As already mentioned, five benchmark IQA databases are used in this study: CSIQ [58], MDID [59], KADID-10k [46], LIVE In the Wild [35], and KonIQ-10k [60]. The measured results of the proposed method and other state-of-the-art algorithms on artificial distortions (CSIQ [58], MDID [59], and KADID-10K [46]) can be seen in Table 5, while those on authentic distortions (LIVE In the Wild [35] and KonIQ-10k [60]) are summarized in Table 6. In addition to this, Table 7 presents the results of the one-sided t-test which was applied to give evidence for the statistical significance of GSF-IQA’s results on the used IQA benchmark databases. In this table, each record is encoded by two symbols. Namely, ‘1’ means that the proposed GSF-IQA method is statistically significantly better than the NR-IQA method in the row on the IQA benchmark database in the column. The ‘-’ symbol is adopted when there is no significant difference between GSF-IQA and another NR-IQA method. Table 8 illustrates the weighted and direct average of PLCC and SROCC values found in Table 5 and Table 6.

From the results presented in Table 5, Table 6, Table 7 and Table 8, it can be seen that the proposed GSF-IQA provides the best results on four out of five IQA benchmark databases. Moreover, it gives the second best PLCC and SROCC values on LIVE In the Wild [35]. From the significance tests, it can be observed that the improvement is statistically significant on all databases containing artificial distortions. On the other hand, the difference between the best and the second best performing methods on LIVE In the Wild [35] and KonIQ-10k [60] is statistically not significant. It can be also observed from Table 8 that the proposed GSF-IQA method is able to outperform other state-of-the-art algorithms in terms of direct and weighted average PLCC and SROCC values. Specifically, GSF-IQA outperforms the second best method by approximately 0.02 both in terms of direct and weighted average PLCC and SROCC values.

Figure 6 depicts the boxplots of PLCC and SROCC values produced by GSF-IQA on each applied IQA benchmark database. On every box, the red central mark stands for the median value, and the blue bottom and top edges of the box denote the 25th and 75th percentiles, respectively. In addition, the whiskers indicate the most extreme values which are not considered as outliers. The outliers are depicted by ’+’.

● **WHAT IS ASKED**
• A. Which benchmark IQA databases does the passage on GSF-IQA results say were used in the study?
• B. Could you extend the passage on GSF-IQA results from the point where it stops?

● **SUPPLIED INFORMATION**
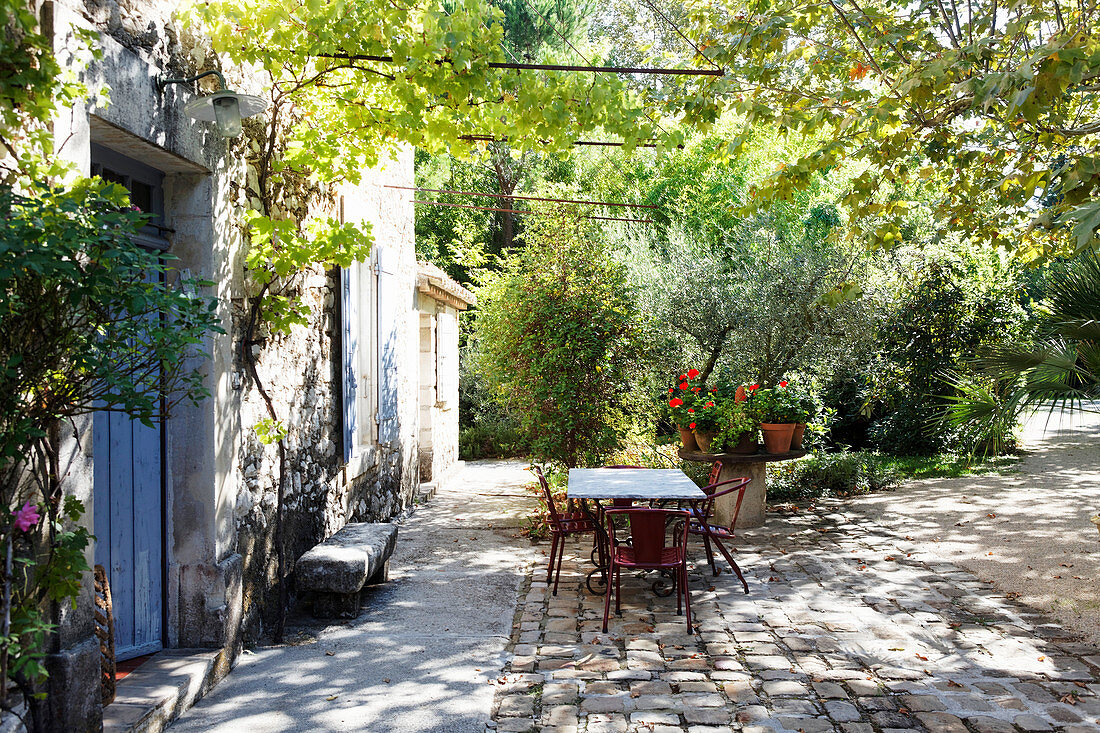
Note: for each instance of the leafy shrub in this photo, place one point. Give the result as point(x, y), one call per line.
point(558, 336)
point(829, 474)
point(501, 439)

● **SET OF ANSWERS**
• A. CSIQ, MDID, KADID-10k, LIVE In the Wild, KonIQ-10k

• B.
3.5. Performance over Different Distortion Types

In this subsection, we examine the performance of the state-of-the-art NR-IQA methods over different distortion types. Specifically, we report on average SROCC values measured over the different distortion types of KADID-10k database [46]. As already mentioned, this database consists of images with 25 different distortion types, such as Gaussian blur (GB), lens blur (LB), motion blur (MB), color diffusion (CD), color shift (CS), color quantization (CQ), color saturation 1 (CSA1), color saturation 2 (CSA2), JPEG2000 compression noise (JP2K), JPEG compression noise (JPEG), white noise (WN), white noise in color component (WNCC), impulse noise (IN), multiplicative noise (MN), denoise, brighten, darken, mean shift (MS), jitter, non-eccentricity patch (NEP), pixelate, quantization, color block (CB), high sharpen (HS), and contrast change (CC). The results are summarized in Table 9. It can be seen that the proposed GSF-IQA algorithm is able to provide the best results on 12 out of 25 distortion types.

3.6. Performance over Different Distortion Levels

In this subsection, we examine the performance of the state-of-the-art NR-IQA methods over different distortion levels. Specifically, we report on average SROCC values measured over the different distortion levels of the KADID-10k database [46]. The results are summarized in Table 10. As one can see from the results, the proposed GSF-IQA algorithm is able to outperform all the other state-of-the-art methods on all distortion levels.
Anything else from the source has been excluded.